> [Activity] Retype the data below in full, keeping every character as it is.
--- Dataset extract Enclosed Below ---
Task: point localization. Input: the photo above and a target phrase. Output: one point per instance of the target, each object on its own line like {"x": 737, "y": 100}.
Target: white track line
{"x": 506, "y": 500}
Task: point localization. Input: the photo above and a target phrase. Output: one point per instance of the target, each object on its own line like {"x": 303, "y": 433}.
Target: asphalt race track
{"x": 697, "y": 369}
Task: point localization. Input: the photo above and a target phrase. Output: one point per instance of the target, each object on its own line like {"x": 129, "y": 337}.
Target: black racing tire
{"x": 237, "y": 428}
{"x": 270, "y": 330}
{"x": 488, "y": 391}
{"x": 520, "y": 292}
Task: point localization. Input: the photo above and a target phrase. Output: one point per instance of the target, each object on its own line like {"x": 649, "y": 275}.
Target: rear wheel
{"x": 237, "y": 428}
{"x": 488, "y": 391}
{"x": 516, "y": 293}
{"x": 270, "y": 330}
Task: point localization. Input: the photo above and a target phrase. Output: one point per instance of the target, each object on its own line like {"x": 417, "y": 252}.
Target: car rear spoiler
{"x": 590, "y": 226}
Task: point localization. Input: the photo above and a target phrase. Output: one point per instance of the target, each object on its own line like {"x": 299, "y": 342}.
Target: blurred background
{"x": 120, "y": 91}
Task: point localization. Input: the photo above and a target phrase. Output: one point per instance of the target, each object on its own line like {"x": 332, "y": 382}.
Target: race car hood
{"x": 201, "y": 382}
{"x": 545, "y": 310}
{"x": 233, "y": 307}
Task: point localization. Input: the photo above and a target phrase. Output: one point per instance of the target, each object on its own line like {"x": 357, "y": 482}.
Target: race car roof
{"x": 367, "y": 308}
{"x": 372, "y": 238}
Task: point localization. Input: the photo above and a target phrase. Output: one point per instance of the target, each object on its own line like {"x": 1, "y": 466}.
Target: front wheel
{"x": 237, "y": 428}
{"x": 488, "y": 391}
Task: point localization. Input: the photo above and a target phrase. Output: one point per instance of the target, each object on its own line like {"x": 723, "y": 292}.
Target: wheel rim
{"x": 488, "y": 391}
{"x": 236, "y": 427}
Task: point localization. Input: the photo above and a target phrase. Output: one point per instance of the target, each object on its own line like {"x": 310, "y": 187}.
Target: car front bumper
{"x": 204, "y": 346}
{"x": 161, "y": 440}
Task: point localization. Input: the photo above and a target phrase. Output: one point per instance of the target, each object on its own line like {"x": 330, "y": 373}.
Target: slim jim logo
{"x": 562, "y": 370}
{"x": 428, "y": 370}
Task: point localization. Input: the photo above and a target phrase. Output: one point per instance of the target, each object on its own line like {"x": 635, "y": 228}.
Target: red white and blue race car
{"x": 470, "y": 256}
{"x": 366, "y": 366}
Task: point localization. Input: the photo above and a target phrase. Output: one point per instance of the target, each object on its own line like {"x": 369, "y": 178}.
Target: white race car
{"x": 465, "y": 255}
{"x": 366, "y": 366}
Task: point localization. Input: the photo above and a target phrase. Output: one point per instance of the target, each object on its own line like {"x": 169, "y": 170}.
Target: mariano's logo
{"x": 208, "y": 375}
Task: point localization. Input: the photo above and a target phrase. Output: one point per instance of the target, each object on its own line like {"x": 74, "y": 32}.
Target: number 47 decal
--- End of Enclosed Dataset extract ---
> [Task solution]
Task: point localization. Input: the photo above and a target phrase. Output: one point per instance of the target, each object on its own line like {"x": 737, "y": 100}.
Target: white track line
{"x": 506, "y": 500}
Task: point localization. Input: the photo above and a target phrase. Output: one point per instance of the target, each object on its own line like {"x": 303, "y": 433}.
Target: asphalt race track
{"x": 697, "y": 369}
Task: point localization. Input: the photo above and a target phrase. Output: one point per instance of the target, each object on its own line like {"x": 129, "y": 337}.
Target: black racing tire
{"x": 237, "y": 428}
{"x": 270, "y": 330}
{"x": 488, "y": 391}
{"x": 520, "y": 292}
Task: point localization. Input: the photo above and a target phrase. Output: one point per instance of the target, each object on its own line like {"x": 649, "y": 275}.
Target: rear wheel
{"x": 237, "y": 428}
{"x": 488, "y": 391}
{"x": 516, "y": 293}
{"x": 270, "y": 330}
Task: point localization. Input: the photo above and a target phrase. Output: one point per instance of the target, each object on its own line like {"x": 417, "y": 252}.
Target: car rear spoiler
{"x": 590, "y": 226}
Task: point localization. Input: the photo above and a target phrase. Output: one point per instance of the target, each object on its own line like {"x": 299, "y": 342}.
Target: blurred background
{"x": 120, "y": 91}
Task: point localization. Input: the photo above and a target phrase. Output: one point per instance of the target, each object on its own line like {"x": 332, "y": 382}.
Target: race car hood
{"x": 201, "y": 382}
{"x": 545, "y": 310}
{"x": 233, "y": 307}
Task: point localization. Input: the photo above and a target phrase. Output: one point per instance of the target, each object on its own line like {"x": 357, "y": 482}.
Target: race car roof
{"x": 367, "y": 308}
{"x": 372, "y": 238}
Task: point localization. Input: the photo above and a target phrase. Output: one point per instance of the target, each object on its own line like {"x": 1, "y": 466}.
Target: front wheel
{"x": 237, "y": 428}
{"x": 488, "y": 391}
Task: point localization. Input: the photo above and a target phrase. Output: one point per instance of the target, each object on its own line like {"x": 723, "y": 292}.
Target: wheel rim
{"x": 488, "y": 391}
{"x": 236, "y": 427}
Task: point localization. Input: the photo above and a target phrase. Output: one point per instance of the target, each object on its own line like {"x": 310, "y": 187}.
Target: car front bumper
{"x": 204, "y": 346}
{"x": 161, "y": 440}
Task: point localization. Input: the photo above and a target phrase. Output: one point per instance of the target, each object on its own line like {"x": 330, "y": 373}.
Target: slim jim logo
{"x": 562, "y": 370}
{"x": 428, "y": 370}
Task: point localization. Input: the photo above and a target phrase. Output: one point per instance of the target, each object on its own line like {"x": 635, "y": 228}.
Target: red white and blue race car
{"x": 470, "y": 256}
{"x": 366, "y": 366}
Task: point localization. Input: the photo above and a target phrase. Output: one point per instance of the target, each object on its own line like {"x": 369, "y": 178}.
Target: white race car
{"x": 465, "y": 255}
{"x": 366, "y": 366}
Task: point localization. Input: the photo above and a target phrase. Output: one point per instance of the target, each object on its own line like {"x": 169, "y": 170}.
Target: mariano's logo
{"x": 208, "y": 375}
Task: point localization. Input: the photo above and a target phrase. Output: one point per instance of the target, each object on its own line like {"x": 74, "y": 32}.
Target: number 47 decal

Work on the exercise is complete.